■ **Extrait choisi**:
────────────────────

Nous disions de Sue (voir supra, p. 163) qu’elle demeure une énigme pour le texte et pour le protagoniste. La réalité du corps voudrait se nier chez ce personnage (au contraire d’Arabella) qui donne l’impression d’un être humain sensible et libre plutôt que d’une femme à part entière : Jude l’appelle “dear, free Sue Bridehead” (J 226). Jude ne comprend pas (“Yet she seemed unaltered – he could not say why.” J 225) mais le narrataire sait que Sue n’a pas consommé son mariage, et le narrateur souligne qu’elle n’est pas faite pour l’union maritale (J 224 et 261). Pour citer d’autres exemples : “you are absolutely the most ethereal, least sensual woman I ever knew to exist without inhuman sexlessness” (J 412) ; notons qu’ici Jude semble répondre aux critiques qui voient en Sue une image perverse et effrayante de la femme (cf. D. H. Lawrence, cité p. 160). Le texte souligne donc tantôt son appartenance générique du côté des femmes, tantôt il la remet en question : “You are, upon the whole, a sort of fay, or sprite – not a woman!” (J 422). Sue représenta sans doute un pénible et délicat travail de création pour Hardy ainsi que le suggère Penny Boumelha : “the numerous revisions in which Hardy removes expressions referring to Sue’s warmth and spontaneity and substitutes references to her reserve or coolness […] should be seen, rather, as her response to the complexities and difficulties of her sexuality and its role in her relationships than as a straightforward denial of it.” (Boumelha, in Jude , Norton, p. 440).

────────────────────

■ **Enregistrements fournis**:
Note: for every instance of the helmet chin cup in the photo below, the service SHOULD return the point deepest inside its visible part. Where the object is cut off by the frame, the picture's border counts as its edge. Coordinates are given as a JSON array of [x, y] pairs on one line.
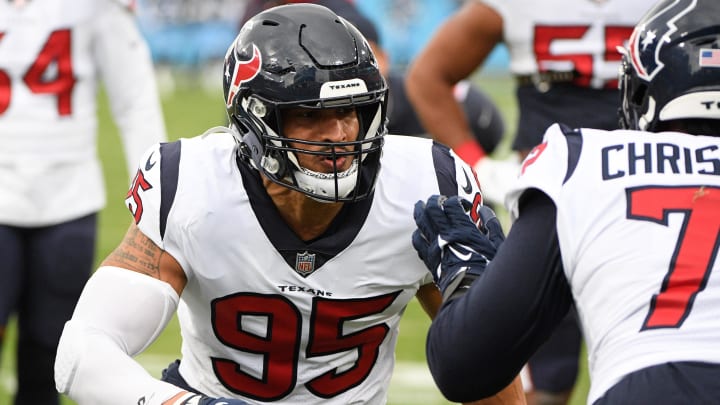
[[270, 165]]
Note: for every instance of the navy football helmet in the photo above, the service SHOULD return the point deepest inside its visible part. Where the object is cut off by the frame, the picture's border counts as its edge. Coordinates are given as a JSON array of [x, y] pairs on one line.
[[671, 68], [304, 55]]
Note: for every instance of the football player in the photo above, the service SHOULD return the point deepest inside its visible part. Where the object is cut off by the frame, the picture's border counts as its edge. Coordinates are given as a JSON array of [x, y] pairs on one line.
[[626, 224], [564, 59], [283, 241], [53, 56]]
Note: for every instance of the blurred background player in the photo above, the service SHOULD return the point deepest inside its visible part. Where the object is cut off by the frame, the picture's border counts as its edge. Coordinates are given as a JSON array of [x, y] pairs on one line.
[[563, 55], [52, 56], [626, 224], [484, 118]]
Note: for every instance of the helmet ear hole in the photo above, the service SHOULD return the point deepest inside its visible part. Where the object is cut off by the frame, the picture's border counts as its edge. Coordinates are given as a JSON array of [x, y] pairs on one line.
[[639, 95]]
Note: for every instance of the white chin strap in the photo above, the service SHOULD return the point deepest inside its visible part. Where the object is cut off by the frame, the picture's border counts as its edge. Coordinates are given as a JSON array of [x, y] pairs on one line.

────────────────────

■ **Défi 1**: Les affirmations suivantes concordent-elles avec le passage sur Sue Bridehead ? (a) Jude comprend pourquoi Sue lui semble inchangée. (b) Le narrataire sait que Sue n’a pas consommé son mariage. (c) Selon Penny Boumelha, les révisions de Hardy sont un simple déni de la sexualité de Sue. Répondez par oui ou par non et citez les mots décisifs du passage.
■ **Défi 2**: Poursuivez le passage sur Sue Bridehead à partir de sa dernière phrase.

■ **Résultat 1**:
(a) Non : « Jude ne comprend pas ».
(b) Oui : « le narrataire sait que Sue n’a pas consommé son mariage ».
(c) Non : « should be seen, rather, as her response to the complexities and difficulties of her sexuality and its role in her relationships than as a straightforward denial of it ».

■ **Résultat 2**:
401.

Sue semble évoluer dans le monde des idées de Platon, et prend soin de toujours se dissocier de toute matérialité. On peut noter par exemple qu’elle est piètre gestionnaire puisqu’elle perd, dans un mauvais placement, l’argent que son ami étudiant lui avait confié (J 178).

402.

Extrait de “Hymn to Prosperine”. Swinburne, que Hardy affectionnait, demeura isolé de ses contemporains par son insistance sur la fonction qu’avait selon lui la poésie d’exprimer avant tout la beauté, tandis que le roman, genre nettement plus productif à cette époque, recherchait à dépeindre une expérience d’ordre moral.

403.

Remarquons que cette expression est un écho à l’utilitarisme prôné par John Stuart Mill, auteur fétiche de Sue. La devise de cette idéologie se résumait ainsi : “the greatest happiness for the greatest number of people.” Sue en vient donc à rejeter l’enseignement auquel elle avait jusqu’alors cru fermement. J. S. Mill et Jeremy Bentham pensaient que la douleur et le plaisir étaient à l’origine de toute action humaine. Le seul critère de jugement moral du comportement humain devenait donc le bonheur procuré ou non par une action. A la lumière de cette pensée, l’histoire de nos deux protagonistes serait tout à fait immorale. C’est finalement Arabella qui serait le modèle à suivre puisqu’elle apparaît bien vivante à la clôture du roman, elle qui manipule l’ordre symbolique pour parvenir à ses fins.

404.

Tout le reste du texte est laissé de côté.